▶ _Description of the task_
Take the line that contains "# test: pointer drops one pin on the large" as the first and the last line of the material as the final one; set down exactly the lines in that span.

▶ _Extracted entries_
════════
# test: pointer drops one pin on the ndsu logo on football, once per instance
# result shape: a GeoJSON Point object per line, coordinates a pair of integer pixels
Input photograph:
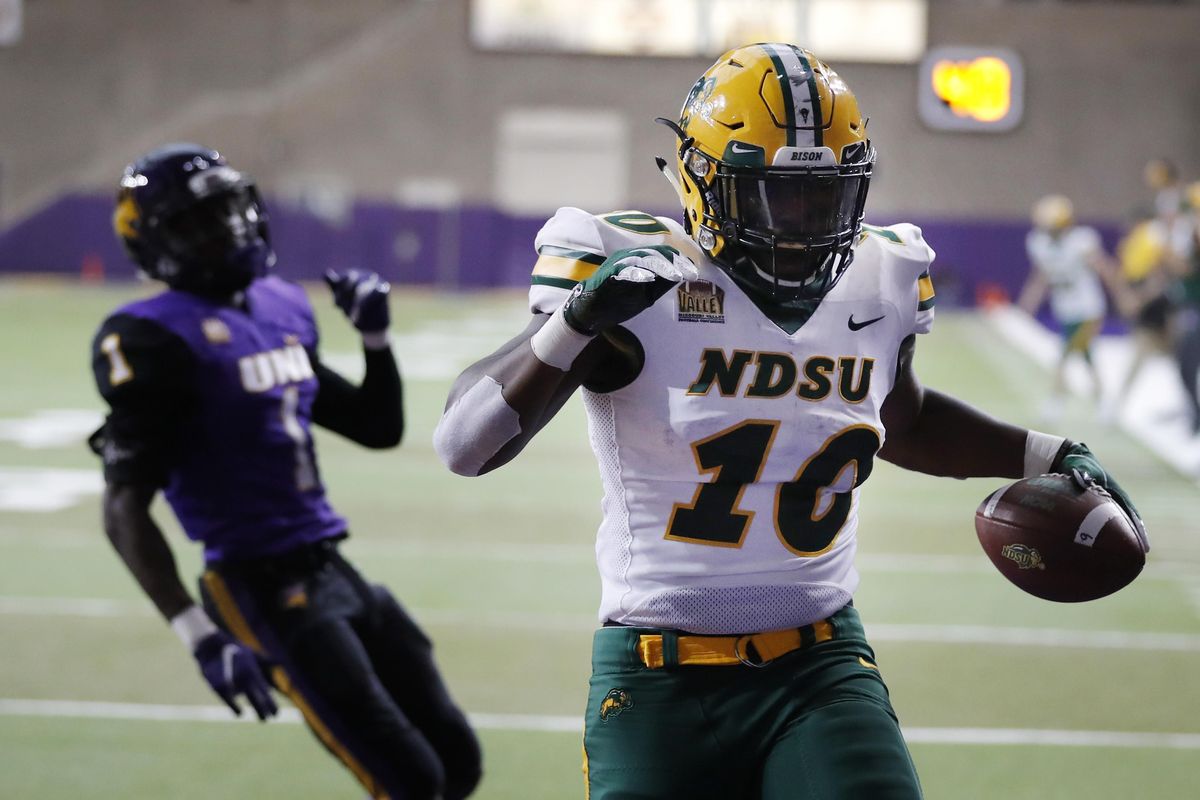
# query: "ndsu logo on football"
{"type": "Point", "coordinates": [701, 301]}
{"type": "Point", "coordinates": [1025, 557]}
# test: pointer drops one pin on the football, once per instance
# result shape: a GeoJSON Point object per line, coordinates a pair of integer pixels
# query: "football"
{"type": "Point", "coordinates": [1057, 540]}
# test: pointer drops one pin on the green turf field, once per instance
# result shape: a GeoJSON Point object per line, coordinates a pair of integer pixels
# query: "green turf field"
{"type": "Point", "coordinates": [1002, 696]}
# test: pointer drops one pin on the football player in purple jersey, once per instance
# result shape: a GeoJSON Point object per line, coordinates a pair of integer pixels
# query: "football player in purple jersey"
{"type": "Point", "coordinates": [213, 386]}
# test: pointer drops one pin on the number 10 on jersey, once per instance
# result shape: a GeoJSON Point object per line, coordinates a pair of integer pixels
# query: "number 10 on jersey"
{"type": "Point", "coordinates": [736, 457]}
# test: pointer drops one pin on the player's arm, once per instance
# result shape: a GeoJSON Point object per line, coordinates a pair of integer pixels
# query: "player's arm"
{"type": "Point", "coordinates": [371, 414]}
{"type": "Point", "coordinates": [501, 402]}
{"type": "Point", "coordinates": [1110, 276]}
{"type": "Point", "coordinates": [931, 432]}
{"type": "Point", "coordinates": [139, 370]}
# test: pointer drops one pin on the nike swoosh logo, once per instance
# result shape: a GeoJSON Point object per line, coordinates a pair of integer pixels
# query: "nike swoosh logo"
{"type": "Point", "coordinates": [857, 326]}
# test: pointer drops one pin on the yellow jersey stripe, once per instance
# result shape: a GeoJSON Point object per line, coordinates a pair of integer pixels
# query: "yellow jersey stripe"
{"type": "Point", "coordinates": [565, 264]}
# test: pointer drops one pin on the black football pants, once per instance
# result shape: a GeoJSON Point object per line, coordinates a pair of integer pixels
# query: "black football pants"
{"type": "Point", "coordinates": [355, 665]}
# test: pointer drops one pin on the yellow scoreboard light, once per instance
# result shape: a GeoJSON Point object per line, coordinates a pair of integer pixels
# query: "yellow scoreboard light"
{"type": "Point", "coordinates": [971, 89]}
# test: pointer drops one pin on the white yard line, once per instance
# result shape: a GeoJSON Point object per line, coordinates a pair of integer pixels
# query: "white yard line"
{"type": "Point", "coordinates": [1155, 411]}
{"type": "Point", "coordinates": [574, 725]}
{"type": "Point", "coordinates": [570, 623]}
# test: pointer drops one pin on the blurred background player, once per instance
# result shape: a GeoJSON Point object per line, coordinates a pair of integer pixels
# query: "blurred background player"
{"type": "Point", "coordinates": [1068, 263]}
{"type": "Point", "coordinates": [1185, 293]}
{"type": "Point", "coordinates": [739, 373]}
{"type": "Point", "coordinates": [1162, 176]}
{"type": "Point", "coordinates": [213, 388]}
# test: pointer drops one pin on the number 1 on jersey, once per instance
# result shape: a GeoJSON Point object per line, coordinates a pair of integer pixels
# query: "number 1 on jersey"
{"type": "Point", "coordinates": [119, 370]}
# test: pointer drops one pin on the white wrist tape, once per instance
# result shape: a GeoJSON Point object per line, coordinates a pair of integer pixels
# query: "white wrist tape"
{"type": "Point", "coordinates": [191, 625]}
{"type": "Point", "coordinates": [475, 427]}
{"type": "Point", "coordinates": [1039, 452]}
{"type": "Point", "coordinates": [375, 340]}
{"type": "Point", "coordinates": [557, 344]}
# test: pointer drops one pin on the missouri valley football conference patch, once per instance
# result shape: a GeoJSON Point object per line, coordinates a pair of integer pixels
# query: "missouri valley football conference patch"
{"type": "Point", "coordinates": [701, 301]}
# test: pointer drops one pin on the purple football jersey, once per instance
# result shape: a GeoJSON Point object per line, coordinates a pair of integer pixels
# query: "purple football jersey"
{"type": "Point", "coordinates": [245, 480]}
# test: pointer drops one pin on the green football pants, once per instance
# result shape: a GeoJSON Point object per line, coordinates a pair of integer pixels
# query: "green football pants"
{"type": "Point", "coordinates": [813, 725]}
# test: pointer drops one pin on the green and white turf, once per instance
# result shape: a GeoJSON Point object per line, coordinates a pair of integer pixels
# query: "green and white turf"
{"type": "Point", "coordinates": [1001, 695]}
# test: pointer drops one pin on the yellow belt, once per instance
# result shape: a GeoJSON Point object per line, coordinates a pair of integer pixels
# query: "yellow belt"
{"type": "Point", "coordinates": [750, 649]}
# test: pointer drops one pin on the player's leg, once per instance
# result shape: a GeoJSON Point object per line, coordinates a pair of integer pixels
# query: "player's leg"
{"type": "Point", "coordinates": [846, 750]}
{"type": "Point", "coordinates": [646, 733]}
{"type": "Point", "coordinates": [1188, 360]}
{"type": "Point", "coordinates": [402, 656]}
{"type": "Point", "coordinates": [317, 660]}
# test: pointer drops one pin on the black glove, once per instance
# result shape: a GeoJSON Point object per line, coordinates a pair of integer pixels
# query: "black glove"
{"type": "Point", "coordinates": [232, 669]}
{"type": "Point", "coordinates": [363, 296]}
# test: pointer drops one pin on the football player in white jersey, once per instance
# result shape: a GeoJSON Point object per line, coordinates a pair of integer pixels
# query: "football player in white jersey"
{"type": "Point", "coordinates": [1068, 262]}
{"type": "Point", "coordinates": [739, 372]}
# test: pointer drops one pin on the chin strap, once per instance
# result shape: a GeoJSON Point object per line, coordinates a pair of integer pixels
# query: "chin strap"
{"type": "Point", "coordinates": [675, 184]}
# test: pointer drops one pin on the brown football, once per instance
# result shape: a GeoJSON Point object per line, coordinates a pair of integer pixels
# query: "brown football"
{"type": "Point", "coordinates": [1059, 541]}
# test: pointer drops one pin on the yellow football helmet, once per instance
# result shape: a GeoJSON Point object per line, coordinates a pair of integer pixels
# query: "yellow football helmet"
{"type": "Point", "coordinates": [773, 168]}
{"type": "Point", "coordinates": [1053, 214]}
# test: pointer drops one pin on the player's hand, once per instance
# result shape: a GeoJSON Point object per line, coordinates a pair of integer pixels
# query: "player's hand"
{"type": "Point", "coordinates": [1077, 461]}
{"type": "Point", "coordinates": [363, 296]}
{"type": "Point", "coordinates": [629, 282]}
{"type": "Point", "coordinates": [232, 669]}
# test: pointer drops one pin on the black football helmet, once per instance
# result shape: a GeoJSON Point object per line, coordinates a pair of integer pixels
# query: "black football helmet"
{"type": "Point", "coordinates": [193, 222]}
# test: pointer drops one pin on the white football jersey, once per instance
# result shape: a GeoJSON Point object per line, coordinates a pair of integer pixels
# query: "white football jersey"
{"type": "Point", "coordinates": [731, 463]}
{"type": "Point", "coordinates": [1075, 292]}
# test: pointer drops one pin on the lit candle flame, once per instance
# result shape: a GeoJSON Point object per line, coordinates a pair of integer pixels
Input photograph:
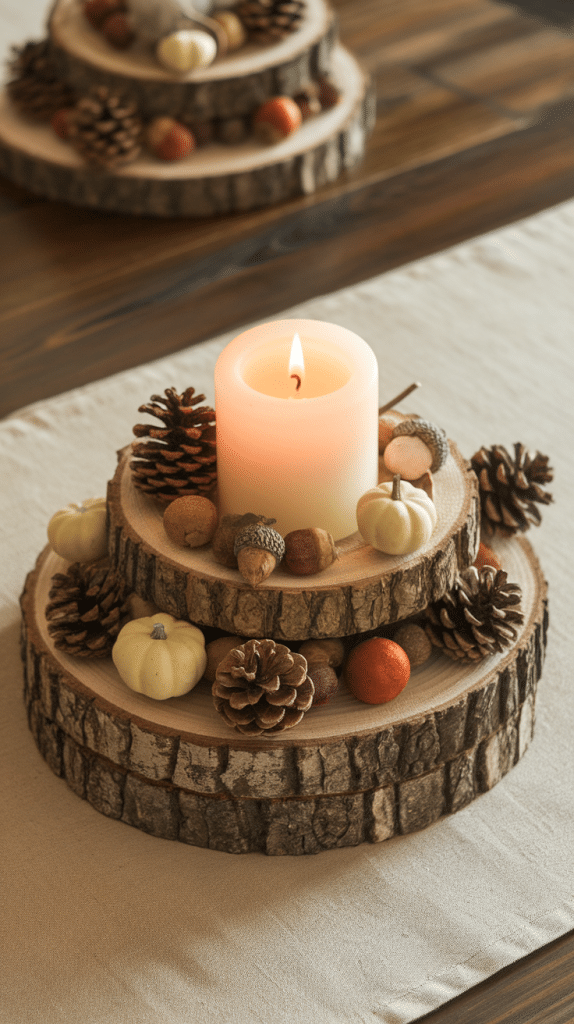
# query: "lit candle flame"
{"type": "Point", "coordinates": [297, 363]}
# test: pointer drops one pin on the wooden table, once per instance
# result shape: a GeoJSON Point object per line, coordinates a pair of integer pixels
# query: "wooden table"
{"type": "Point", "coordinates": [475, 129]}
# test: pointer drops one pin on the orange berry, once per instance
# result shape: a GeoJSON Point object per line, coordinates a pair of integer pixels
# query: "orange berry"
{"type": "Point", "coordinates": [276, 119]}
{"type": "Point", "coordinates": [486, 557]}
{"type": "Point", "coordinates": [169, 139]}
{"type": "Point", "coordinates": [377, 671]}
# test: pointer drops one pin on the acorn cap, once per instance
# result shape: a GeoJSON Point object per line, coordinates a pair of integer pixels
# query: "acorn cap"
{"type": "Point", "coordinates": [434, 437]}
{"type": "Point", "coordinates": [258, 536]}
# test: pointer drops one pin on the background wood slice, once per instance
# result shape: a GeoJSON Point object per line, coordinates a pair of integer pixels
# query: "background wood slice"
{"type": "Point", "coordinates": [215, 179]}
{"type": "Point", "coordinates": [360, 591]}
{"type": "Point", "coordinates": [348, 773]}
{"type": "Point", "coordinates": [234, 85]}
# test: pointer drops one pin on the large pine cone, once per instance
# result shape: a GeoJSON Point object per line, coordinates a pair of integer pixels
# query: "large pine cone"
{"type": "Point", "coordinates": [269, 20]}
{"type": "Point", "coordinates": [262, 687]}
{"type": "Point", "coordinates": [510, 487]}
{"type": "Point", "coordinates": [87, 607]}
{"type": "Point", "coordinates": [105, 129]}
{"type": "Point", "coordinates": [36, 88]}
{"type": "Point", "coordinates": [180, 457]}
{"type": "Point", "coordinates": [478, 616]}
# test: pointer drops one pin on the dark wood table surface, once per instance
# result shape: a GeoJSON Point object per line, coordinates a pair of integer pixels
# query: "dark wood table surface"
{"type": "Point", "coordinates": [475, 130]}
════════
▶ _Task response_
# test: pointer drops one pin on the large pine cone, once per instance
# result shape: a GeoJSON Point object per line, coordinates a pair of integer pixels
# query: "large pine cone"
{"type": "Point", "coordinates": [269, 20]}
{"type": "Point", "coordinates": [262, 687]}
{"type": "Point", "coordinates": [510, 487]}
{"type": "Point", "coordinates": [87, 607]}
{"type": "Point", "coordinates": [105, 129]}
{"type": "Point", "coordinates": [36, 88]}
{"type": "Point", "coordinates": [180, 457]}
{"type": "Point", "coordinates": [478, 616]}
# test: pointer drops one pin on the dark wood table surface, once per instance
# result shape: a GeoJSON Point object per line, coordinates a pair of integer pixels
# query: "dark wood table surface"
{"type": "Point", "coordinates": [475, 130]}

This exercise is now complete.